What the exercise asks: Search the records for "hill" and copy each line that holds it.

Items from a dataset:
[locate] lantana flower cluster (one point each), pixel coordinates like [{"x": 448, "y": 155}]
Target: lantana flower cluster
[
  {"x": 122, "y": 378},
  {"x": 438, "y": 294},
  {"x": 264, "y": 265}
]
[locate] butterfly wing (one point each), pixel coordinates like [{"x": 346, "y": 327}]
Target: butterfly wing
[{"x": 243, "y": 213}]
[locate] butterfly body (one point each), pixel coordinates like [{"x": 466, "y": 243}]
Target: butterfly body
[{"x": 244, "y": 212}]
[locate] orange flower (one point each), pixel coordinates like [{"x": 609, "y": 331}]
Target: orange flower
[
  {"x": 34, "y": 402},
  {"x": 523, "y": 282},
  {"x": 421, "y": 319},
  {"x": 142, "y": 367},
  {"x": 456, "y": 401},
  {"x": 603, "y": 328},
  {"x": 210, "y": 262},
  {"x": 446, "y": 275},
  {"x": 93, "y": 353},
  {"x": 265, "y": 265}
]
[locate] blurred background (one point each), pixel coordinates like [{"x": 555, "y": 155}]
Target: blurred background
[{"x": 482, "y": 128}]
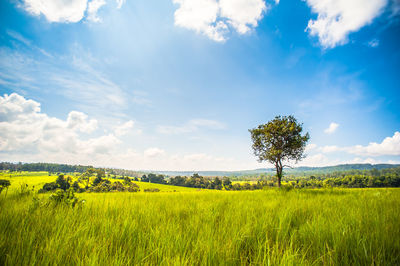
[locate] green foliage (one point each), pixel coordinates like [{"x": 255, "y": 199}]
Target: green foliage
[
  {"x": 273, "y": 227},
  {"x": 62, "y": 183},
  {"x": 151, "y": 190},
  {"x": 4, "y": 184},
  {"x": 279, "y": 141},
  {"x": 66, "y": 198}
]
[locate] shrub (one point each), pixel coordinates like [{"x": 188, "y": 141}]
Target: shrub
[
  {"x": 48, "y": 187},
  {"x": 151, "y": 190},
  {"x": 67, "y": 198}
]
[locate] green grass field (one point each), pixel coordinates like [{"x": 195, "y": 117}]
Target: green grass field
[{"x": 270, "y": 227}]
==
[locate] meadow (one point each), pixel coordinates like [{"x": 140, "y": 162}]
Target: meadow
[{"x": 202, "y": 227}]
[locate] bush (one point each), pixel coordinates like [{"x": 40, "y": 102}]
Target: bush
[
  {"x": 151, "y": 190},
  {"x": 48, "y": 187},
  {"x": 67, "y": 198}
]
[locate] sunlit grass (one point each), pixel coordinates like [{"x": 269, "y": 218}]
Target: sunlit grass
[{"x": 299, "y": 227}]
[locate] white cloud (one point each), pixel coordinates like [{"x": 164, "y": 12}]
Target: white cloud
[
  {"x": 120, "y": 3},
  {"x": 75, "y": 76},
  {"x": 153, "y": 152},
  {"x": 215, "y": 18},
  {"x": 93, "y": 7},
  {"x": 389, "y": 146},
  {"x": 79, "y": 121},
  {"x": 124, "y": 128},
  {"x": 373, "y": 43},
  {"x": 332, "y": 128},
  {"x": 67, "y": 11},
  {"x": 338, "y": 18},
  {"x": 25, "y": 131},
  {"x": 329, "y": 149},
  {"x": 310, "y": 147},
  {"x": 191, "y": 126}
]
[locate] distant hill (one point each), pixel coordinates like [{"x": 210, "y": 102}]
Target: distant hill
...
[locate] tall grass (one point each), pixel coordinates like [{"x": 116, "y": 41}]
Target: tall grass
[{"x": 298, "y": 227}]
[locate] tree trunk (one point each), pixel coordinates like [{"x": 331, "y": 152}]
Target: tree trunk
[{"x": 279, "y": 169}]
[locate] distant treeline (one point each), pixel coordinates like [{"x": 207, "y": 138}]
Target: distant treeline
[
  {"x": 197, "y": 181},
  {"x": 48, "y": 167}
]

Exercise answer:
[locate] distant hill (one point each), pixel coordinates like [{"x": 210, "y": 102}]
Target: distant hill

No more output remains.